> _Exercise goal_: With the pictures left out, reproduce exactly the lines running from the line with "Tag the smiling" to the last line of the material below.

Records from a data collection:
[start]
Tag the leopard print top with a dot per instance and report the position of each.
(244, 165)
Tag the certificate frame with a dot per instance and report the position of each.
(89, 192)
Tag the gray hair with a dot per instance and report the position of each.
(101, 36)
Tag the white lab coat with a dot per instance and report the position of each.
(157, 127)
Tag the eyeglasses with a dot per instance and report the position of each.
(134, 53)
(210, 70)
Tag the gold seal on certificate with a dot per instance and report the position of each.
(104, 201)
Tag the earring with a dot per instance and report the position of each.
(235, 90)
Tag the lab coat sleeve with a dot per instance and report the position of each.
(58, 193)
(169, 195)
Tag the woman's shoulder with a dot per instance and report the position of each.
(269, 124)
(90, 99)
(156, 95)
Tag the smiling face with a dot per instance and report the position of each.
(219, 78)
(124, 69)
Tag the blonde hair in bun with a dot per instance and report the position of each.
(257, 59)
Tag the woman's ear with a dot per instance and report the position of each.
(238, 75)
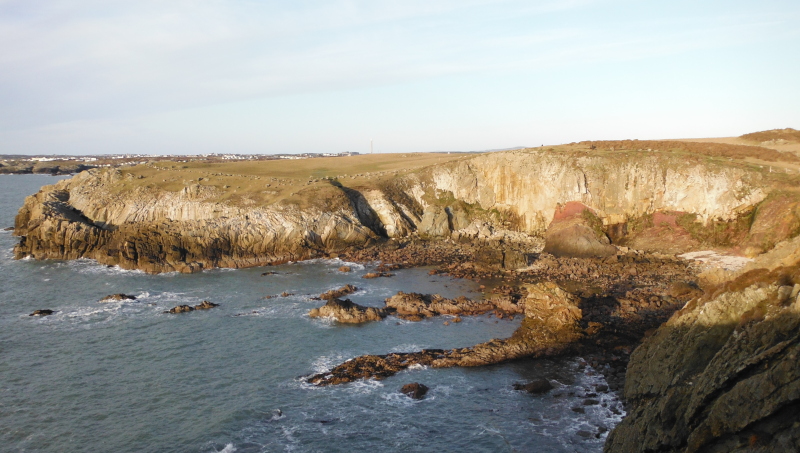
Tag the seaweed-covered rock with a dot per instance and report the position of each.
(43, 312)
(117, 297)
(415, 390)
(347, 312)
(336, 293)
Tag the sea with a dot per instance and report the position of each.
(126, 377)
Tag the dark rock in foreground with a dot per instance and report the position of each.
(722, 374)
(536, 387)
(42, 312)
(346, 311)
(117, 297)
(415, 390)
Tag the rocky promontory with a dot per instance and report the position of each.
(161, 218)
(582, 239)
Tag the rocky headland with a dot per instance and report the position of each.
(581, 240)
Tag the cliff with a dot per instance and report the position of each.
(721, 375)
(162, 218)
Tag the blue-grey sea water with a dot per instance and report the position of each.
(125, 377)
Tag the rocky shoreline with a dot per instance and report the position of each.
(582, 245)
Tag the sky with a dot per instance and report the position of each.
(248, 76)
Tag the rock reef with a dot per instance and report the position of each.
(346, 311)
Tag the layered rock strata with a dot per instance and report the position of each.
(721, 375)
(497, 200)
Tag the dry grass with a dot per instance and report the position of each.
(301, 182)
(710, 149)
(788, 134)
[end]
> _The solution_:
Tag the smiling face with a dot per instance and report the position of each.
(219, 78)
(124, 69)
Tag the blonde hair in bun with a dot per instance and report the position of each.
(257, 59)
Tag the woman's ear with a dot per instance and report the position of each.
(238, 75)
Tag the seaweed-covered rock with a dot per instance and report the position of each.
(43, 312)
(117, 297)
(415, 390)
(347, 312)
(336, 293)
Tag the sea with a dot per instance and report the position of each.
(126, 377)
Tag the dark rock in foreground with a dot per instance and report the position of each.
(722, 374)
(536, 387)
(42, 312)
(346, 311)
(117, 297)
(415, 390)
Tag the rocky promontory with a dot per instance and report the position of each.
(161, 218)
(582, 239)
Tag the rocky headland with a dot per instance and report the position of each.
(581, 240)
Tag the cliff with a dot per instance and report the position of each.
(721, 375)
(162, 218)
Tag the blue-grey sea water with a dot per instance and report the position of each.
(125, 377)
Tag the rocky shoreline with a dot per instance and report the position of each.
(582, 245)
Tag the sky with a dot per instance and report the position of each.
(248, 76)
Tag the rock reef with a dot per instance and report the position of each.
(346, 311)
Tag the layered rock strata with a dot per instance and report the position of each.
(721, 375)
(497, 200)
Tag the dry grass with a dot per instance and report the position of each.
(301, 182)
(710, 149)
(788, 134)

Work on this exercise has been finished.